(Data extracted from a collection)
☆ ☆ ☆ ☆ ☆

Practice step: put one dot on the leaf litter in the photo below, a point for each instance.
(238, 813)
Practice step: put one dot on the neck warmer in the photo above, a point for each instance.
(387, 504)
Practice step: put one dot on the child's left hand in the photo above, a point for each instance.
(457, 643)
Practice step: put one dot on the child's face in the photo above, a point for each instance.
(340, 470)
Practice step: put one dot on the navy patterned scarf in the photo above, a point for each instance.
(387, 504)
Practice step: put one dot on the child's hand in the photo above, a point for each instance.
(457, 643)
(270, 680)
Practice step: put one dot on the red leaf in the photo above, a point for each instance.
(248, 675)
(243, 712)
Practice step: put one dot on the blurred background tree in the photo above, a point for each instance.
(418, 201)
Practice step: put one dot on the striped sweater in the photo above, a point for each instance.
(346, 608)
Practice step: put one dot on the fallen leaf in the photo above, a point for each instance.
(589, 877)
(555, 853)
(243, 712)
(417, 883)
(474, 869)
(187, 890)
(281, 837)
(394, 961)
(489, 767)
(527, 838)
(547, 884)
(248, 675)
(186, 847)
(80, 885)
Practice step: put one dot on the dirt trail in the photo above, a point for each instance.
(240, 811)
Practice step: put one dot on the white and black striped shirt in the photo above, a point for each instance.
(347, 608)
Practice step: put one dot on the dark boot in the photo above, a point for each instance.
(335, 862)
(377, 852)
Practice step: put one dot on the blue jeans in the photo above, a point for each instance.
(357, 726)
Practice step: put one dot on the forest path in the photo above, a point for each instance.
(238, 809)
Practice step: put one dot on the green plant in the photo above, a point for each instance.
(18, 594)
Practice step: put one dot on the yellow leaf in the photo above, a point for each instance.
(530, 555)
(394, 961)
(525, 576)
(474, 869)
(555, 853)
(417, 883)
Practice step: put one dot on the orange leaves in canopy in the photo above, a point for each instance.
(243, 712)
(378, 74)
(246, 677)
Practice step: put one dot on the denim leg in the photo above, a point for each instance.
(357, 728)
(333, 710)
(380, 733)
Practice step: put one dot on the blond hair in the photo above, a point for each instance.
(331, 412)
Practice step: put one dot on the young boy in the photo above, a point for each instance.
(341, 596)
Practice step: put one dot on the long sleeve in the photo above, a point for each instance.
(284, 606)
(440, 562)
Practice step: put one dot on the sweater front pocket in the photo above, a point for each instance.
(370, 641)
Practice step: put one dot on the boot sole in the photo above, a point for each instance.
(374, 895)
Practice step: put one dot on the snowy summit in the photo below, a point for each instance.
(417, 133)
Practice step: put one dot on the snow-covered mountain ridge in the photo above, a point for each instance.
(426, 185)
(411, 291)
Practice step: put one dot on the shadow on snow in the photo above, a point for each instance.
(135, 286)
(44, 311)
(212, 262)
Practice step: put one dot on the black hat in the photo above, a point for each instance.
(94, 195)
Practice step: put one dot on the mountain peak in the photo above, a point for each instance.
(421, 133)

☆ ☆ ☆ ☆ ☆

_Work to complete:_ Copy every record above out again, word for word.

_Solution for this task:_
Practice step: put one dot on the leaf litter in the photo below, a point for each instance.
(238, 813)
Practice step: put one dot on the neck warmer in the photo above, a point for each instance.
(387, 504)
Practice step: put one dot on the child's left hand in the photo above, a point for each instance.
(457, 643)
Practice step: put one dot on the child's face in the photo above, a point for each instance.
(340, 470)
Practice step: put one dot on the navy patterned scarf in the photo above, a point for each instance.
(387, 504)
Practice step: put one dot on the child's hand in the photo above, a point for each instance.
(457, 643)
(270, 680)
Practice step: put one dot on the red leaf in the photo above, a point for each instance.
(248, 675)
(243, 712)
Practice step: put one dot on the blurred background tree in the photo above, a point for each instance.
(418, 201)
Practice step: put one dot on the striped sweater in the photo above, a point for each instance.
(346, 608)
Practice step: put one dot on the fallen leaf in the photo above, a point for each instance.
(589, 877)
(555, 853)
(243, 712)
(417, 883)
(474, 869)
(187, 890)
(281, 837)
(394, 961)
(489, 767)
(527, 838)
(547, 884)
(248, 675)
(186, 847)
(80, 885)
Practice step: put one dot on the dirt trail in the photo above, a point for each instance.
(240, 811)
Practice step: put one dot on the white and black striped shirt in the photo above, a point for each instance.
(347, 608)
Practice step: put one dot on the dark boot in the photo above, a point for each instance.
(335, 862)
(377, 852)
Practice step: put one dot on the blue jeans in the photo above, a point for each instance.
(357, 726)
Practice step: put one dot on the forest path in the photo above, a point for each instance.
(238, 809)
Practice step: put one dot on the green plant in the photo above, a point for each instance.
(18, 594)
Practice step: put one dot on the yellow leaf in the photo above, a point for each instance.
(530, 555)
(394, 961)
(525, 576)
(474, 869)
(555, 853)
(417, 883)
Practice step: put one dot on the orange leaves in canopy in the photo above, a point for each instance.
(243, 712)
(378, 74)
(246, 677)
Practice step: put one dot on the denim leg in the photo above, a point for each instance.
(357, 728)
(333, 710)
(380, 733)
Practice step: put one dot on the blond hair in the photo above, a point for each instance.
(331, 412)
Practice step: put one dot on the young boy in the photo above, a point for each instance.
(341, 596)
Practice step: put one dot on the long sleeve in the photo above, a point for each instance.
(284, 606)
(440, 562)
Practice step: put one dot on the sweater front pocket in the photo above, a point for each instance.
(370, 641)
Practice step: put one dot on the boot sole in the photo above, a point for each instance.
(374, 895)
Practice step: put one dot on the snowy summit in the photo below, a point for each instance.
(417, 133)
Practice step: put one dot on the snow-covered mountain ridge in the photo above, a point for each instance.
(426, 185)
(411, 291)
Practice step: put one dot on the shadow on snow in the photo above, a point for each instance.
(135, 286)
(44, 311)
(212, 262)
Practice step: put one dot on the black hat in the photo above, a point for each instance.
(94, 195)
Practice step: put one dot on the mountain peak in the photo above, a point for each instance.
(421, 133)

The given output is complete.